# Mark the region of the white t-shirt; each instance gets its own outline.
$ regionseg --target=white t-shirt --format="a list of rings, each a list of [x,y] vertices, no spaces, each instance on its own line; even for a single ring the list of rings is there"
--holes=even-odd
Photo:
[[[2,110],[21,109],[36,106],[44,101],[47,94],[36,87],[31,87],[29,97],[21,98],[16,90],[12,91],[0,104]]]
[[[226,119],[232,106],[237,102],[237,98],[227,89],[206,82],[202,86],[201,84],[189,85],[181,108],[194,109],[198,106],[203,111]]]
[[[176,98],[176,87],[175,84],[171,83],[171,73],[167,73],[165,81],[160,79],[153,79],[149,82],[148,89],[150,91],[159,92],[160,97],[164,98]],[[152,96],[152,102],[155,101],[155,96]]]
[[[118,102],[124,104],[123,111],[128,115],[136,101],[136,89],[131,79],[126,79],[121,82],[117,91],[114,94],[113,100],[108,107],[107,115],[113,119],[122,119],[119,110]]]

**Exercise**
Report the number of lines in the material above holding the word "shirt", without anything else.

**Task output**
2